Start Items
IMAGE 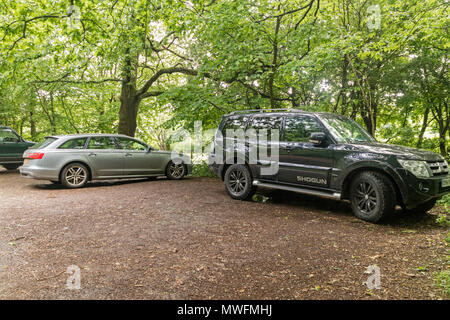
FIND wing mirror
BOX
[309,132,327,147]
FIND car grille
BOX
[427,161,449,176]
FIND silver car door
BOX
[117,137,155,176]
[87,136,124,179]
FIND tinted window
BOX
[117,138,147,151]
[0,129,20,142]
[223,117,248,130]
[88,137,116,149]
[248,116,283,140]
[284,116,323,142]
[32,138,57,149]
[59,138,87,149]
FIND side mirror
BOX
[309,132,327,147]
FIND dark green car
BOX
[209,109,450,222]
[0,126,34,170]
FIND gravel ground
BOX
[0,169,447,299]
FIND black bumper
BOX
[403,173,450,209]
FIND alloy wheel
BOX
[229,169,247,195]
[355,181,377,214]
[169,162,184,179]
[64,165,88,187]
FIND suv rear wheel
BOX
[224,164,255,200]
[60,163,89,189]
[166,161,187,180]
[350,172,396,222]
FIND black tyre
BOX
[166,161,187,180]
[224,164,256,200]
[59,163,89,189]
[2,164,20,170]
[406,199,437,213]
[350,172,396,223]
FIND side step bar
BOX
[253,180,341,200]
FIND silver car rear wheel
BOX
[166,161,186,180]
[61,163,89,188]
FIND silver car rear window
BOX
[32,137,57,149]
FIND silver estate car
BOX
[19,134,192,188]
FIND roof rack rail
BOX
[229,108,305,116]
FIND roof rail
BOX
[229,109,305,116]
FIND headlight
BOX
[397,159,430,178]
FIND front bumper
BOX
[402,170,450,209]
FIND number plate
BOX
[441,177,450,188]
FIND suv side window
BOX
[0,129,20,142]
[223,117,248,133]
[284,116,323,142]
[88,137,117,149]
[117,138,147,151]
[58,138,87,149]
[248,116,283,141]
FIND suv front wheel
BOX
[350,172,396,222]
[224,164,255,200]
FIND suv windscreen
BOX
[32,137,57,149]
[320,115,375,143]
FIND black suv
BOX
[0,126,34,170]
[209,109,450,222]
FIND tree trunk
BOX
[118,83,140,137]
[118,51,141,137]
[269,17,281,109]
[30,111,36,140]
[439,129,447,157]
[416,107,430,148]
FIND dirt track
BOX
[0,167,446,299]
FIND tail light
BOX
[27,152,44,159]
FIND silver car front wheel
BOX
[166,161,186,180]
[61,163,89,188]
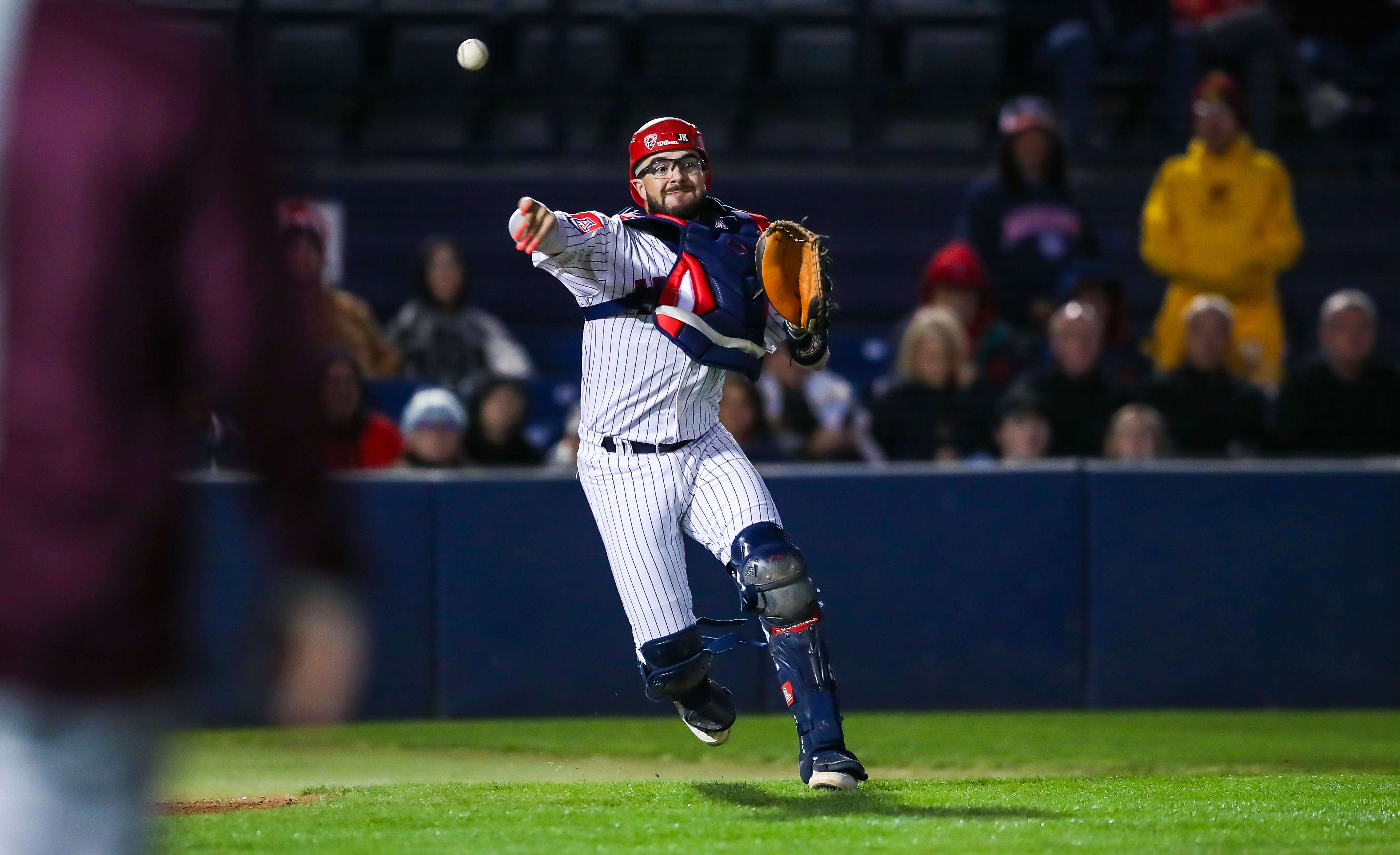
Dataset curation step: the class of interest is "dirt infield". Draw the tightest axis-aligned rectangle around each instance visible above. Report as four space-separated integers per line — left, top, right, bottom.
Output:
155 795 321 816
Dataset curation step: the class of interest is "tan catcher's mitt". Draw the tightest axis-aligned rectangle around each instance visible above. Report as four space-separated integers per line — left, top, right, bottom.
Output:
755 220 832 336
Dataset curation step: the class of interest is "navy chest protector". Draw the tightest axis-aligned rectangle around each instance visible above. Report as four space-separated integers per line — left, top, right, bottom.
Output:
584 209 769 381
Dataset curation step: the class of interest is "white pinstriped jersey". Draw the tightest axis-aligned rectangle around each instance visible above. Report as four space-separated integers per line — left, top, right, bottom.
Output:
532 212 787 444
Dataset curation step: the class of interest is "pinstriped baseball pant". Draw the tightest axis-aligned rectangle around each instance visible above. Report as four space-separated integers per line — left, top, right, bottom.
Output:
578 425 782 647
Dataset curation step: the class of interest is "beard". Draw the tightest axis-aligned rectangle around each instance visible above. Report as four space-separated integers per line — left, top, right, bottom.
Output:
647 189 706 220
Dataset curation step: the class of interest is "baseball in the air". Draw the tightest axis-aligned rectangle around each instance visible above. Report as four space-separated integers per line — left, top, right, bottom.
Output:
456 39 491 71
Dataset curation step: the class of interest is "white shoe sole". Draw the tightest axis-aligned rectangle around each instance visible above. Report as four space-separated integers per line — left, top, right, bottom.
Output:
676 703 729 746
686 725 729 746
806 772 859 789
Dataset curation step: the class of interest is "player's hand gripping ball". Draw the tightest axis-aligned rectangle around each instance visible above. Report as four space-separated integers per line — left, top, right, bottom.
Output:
End Items
### Exercise details:
Turn every line of the data above into a JSON list of strings, one string per line, skipping any blank lines. Leave out the lines that stand for pictures.

### Output:
[
  "IMAGE ",
  "FIND wing mirror",
  "BOX",
  "[309,132,327,147]",
  "FIND car grille",
  "BOX",
  "[427,161,449,176]",
  "FIND silver car door",
  "BOX",
  "[117,137,155,176]",
  "[87,136,124,179]",
  "FIND tinted window",
  "BOX",
  "[117,138,147,151]",
  "[0,129,20,142]",
  "[223,117,248,130]",
  "[88,137,116,149]",
  "[248,116,283,140]",
  "[284,116,323,142]",
  "[32,138,57,149]",
  "[59,138,87,149]",
  "FIND side mirror",
  "BOX",
  "[309,132,327,147]",
  "FIND dark green car",
  "BOX",
  "[209,109,450,222]",
  "[0,126,34,170]",
  "FIND gravel ground",
  "BOX",
  "[0,169,447,299]",
  "FIND black bumper",
  "BOX",
  "[403,173,450,209]",
  "FIND alloy wheel",
  "BOX",
  "[229,169,247,195]",
  "[355,181,377,214]",
  "[169,162,184,179]",
  "[64,165,88,187]",
  "FIND suv rear wheel",
  "BOX",
  "[224,164,255,200]",
  "[60,163,89,189]",
  "[166,161,187,180]",
  "[350,172,396,222]",
  "FIND black tyre",
  "BOX",
  "[166,161,187,180]",
  "[224,164,256,200]",
  "[59,163,89,189]",
  "[2,164,20,170]",
  "[406,199,437,213]",
  "[350,172,396,223]",
  "FIND side step bar",
  "BOX",
  "[253,180,341,200]",
  "FIND silver car rear wheel",
  "BOX",
  "[166,161,186,180]",
  "[61,163,89,188]",
  "FIND silver car rear window",
  "BOX",
  "[32,137,57,149]",
  "FIND silver estate car",
  "BOX",
  "[19,134,192,188]",
  "FIND roof rack rail",
  "BOX",
  "[229,108,305,116]",
  "FIND roof rail",
  "BOX",
  "[229,109,305,116]",
  "FIND headlight",
  "BOX",
  "[397,159,430,178]",
  "FIND front bumper",
  "BOX",
  "[402,170,450,209]",
  "FIND number plate",
  "BOX",
  "[441,177,450,188]",
  "FIND suv side window",
  "BOX",
  "[0,129,20,142]",
  "[223,117,248,133]",
  "[284,116,323,142]",
  "[88,137,117,149]",
  "[117,138,147,151]",
  "[58,138,87,149]",
  "[248,116,283,141]",
  "FIND suv front wheel",
  "BOX",
  "[350,172,396,222]",
  "[224,164,255,200]",
  "FIND suv windscreen",
  "BOX",
  "[32,137,57,149]",
  "[320,115,375,143]",
  "FIND black suv",
  "BOX",
  "[0,126,34,170]",
  "[209,109,450,222]",
  "FIND tree trunk",
  "BOX",
  "[118,83,140,137]",
  "[118,51,141,137]",
  "[269,17,281,109]",
  "[30,111,36,140]",
  "[439,129,447,157]",
  "[416,107,430,148]",
  "FIND dirt track",
  "BOX",
  "[0,167,446,299]",
  "FIND tail light",
  "BOX",
  "[27,152,44,159]",
  "FIND silver car front wheel",
  "BOX",
  "[166,161,186,180]",
  "[61,163,89,188]",
  "Dataset curation step: the class of interest is \"dirt infield\". Draw the tightest axis-aligned rectangle around each instance visible above. Report as four space-separated integers per line — left, top, right, bottom.",
  "Output:",
  "155 795 321 816",
  "Dataset curation step: the class of interest is \"tan catcher's mitt\". Draw the tightest axis-aligned rectangle around each instance visible above. Report as four space-separated integers per line — left, top, right, bottom.",
  "Output:",
  "755 220 832 336",
  "Dataset curation step: the class of interest is \"navy chest protector\". Draw the tightest axis-aligned rectangle around each instance visible above. Report as four space-separated integers per line — left, top, right, bottom.",
  "Output:",
  "584 209 769 381",
  "Dataset curation step: the class of interest is \"white pinstriped jersey\". Draw the tightest axis-aligned rectangle around each instance visible above. Report as four space-separated integers per line — left, top, right, bottom.",
  "Output:",
  "532 212 787 444",
  "Dataset curation step: the class of interest is \"pinstriped baseball pant\". Draw the tightest axis-aligned rectangle around each instance visible above. Report as four space-separated integers per line — left, top, right, bottom.",
  "Output:",
  "578 425 782 647",
  "Dataset curation step: the class of interest is \"beard\". Draw the tightest axis-aligned rectangle around each instance visible above. Report as four space-separated integers per line — left, top, right, bottom.",
  "Output:",
  "647 189 706 220",
  "Dataset curation step: the class of interest is \"baseball in the air\". Draw the tightest axis-aligned rectangle around each instance visible above. Report as four space-separated integers per line — left, top, right, bottom.",
  "Output:",
  "456 39 491 71",
  "Dataset curation step: the class of interest is \"white shoe sole\". Draw the tightest axis-aligned rectangle around each instance visible above. Report as four space-separated integers per line — left, top, right, bottom.",
  "Output:",
  "676 703 729 746",
  "686 725 729 746",
  "806 772 859 789",
  "Dataset curation step: the class of interest is \"player's hand gripping ball\". Draw the tightest axis-aligned rectangle around each instance visible above. Report as four space-separated integers per line — left, top, right, bottom.",
  "Output:"
]